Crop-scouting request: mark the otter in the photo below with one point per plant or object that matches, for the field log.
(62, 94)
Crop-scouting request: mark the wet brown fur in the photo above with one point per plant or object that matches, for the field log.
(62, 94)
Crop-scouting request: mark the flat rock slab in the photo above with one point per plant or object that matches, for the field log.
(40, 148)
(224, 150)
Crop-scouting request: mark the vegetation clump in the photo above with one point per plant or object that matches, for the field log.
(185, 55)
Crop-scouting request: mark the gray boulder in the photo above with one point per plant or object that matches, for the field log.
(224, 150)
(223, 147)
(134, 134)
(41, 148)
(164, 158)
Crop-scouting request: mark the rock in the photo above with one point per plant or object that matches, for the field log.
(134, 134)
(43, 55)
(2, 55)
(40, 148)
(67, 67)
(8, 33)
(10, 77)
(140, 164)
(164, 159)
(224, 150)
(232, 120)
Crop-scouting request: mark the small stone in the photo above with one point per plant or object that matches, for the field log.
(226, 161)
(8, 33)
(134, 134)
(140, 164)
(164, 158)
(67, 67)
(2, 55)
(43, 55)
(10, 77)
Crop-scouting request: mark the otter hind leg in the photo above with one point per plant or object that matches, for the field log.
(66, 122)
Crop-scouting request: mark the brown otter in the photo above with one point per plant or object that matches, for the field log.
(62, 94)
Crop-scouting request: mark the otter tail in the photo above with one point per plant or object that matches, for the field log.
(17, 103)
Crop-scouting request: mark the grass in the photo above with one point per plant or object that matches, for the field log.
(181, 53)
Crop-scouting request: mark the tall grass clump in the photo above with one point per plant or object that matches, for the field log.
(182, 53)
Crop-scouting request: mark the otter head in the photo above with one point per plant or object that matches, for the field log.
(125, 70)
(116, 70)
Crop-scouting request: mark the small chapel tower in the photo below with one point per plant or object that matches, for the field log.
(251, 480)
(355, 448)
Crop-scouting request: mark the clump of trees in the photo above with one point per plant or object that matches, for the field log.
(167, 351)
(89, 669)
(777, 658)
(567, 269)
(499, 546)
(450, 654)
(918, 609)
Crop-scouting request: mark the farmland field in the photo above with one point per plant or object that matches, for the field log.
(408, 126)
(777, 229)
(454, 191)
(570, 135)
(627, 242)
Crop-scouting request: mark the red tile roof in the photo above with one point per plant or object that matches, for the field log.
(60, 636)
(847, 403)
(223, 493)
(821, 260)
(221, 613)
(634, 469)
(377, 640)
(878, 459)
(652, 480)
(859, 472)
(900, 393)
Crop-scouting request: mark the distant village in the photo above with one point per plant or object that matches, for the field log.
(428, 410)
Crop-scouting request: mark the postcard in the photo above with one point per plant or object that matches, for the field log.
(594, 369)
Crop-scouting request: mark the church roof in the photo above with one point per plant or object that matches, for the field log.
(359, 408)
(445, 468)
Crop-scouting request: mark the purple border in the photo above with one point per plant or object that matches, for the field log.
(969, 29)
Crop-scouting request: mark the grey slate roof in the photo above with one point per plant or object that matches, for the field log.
******************************
Reproduce exactly the lines from the one containing "Crop-scouting request: mark the distant" through the last line of the records above, including both, and nothing else.

# Result of the exercise
Crop-scouting request: mark the distant village in the photo above with one point per plant or object that matches, for the field log.
(428, 410)
Crop-scouting request: mark the postcard in the photo above with one point per plant or object that matches, for the field log.
(594, 369)
Crop-scouting request: mark the church roof in the photo above with one point per plant or object that matches, for the field log.
(359, 408)
(445, 468)
Crop-scouting request: mark the purple border in the photo above with one point per plant or object that matches, for the field log.
(969, 29)
Crop-scouting request: mark the grey slate roof in the photo above with one point per plant or object that matches, for the field log.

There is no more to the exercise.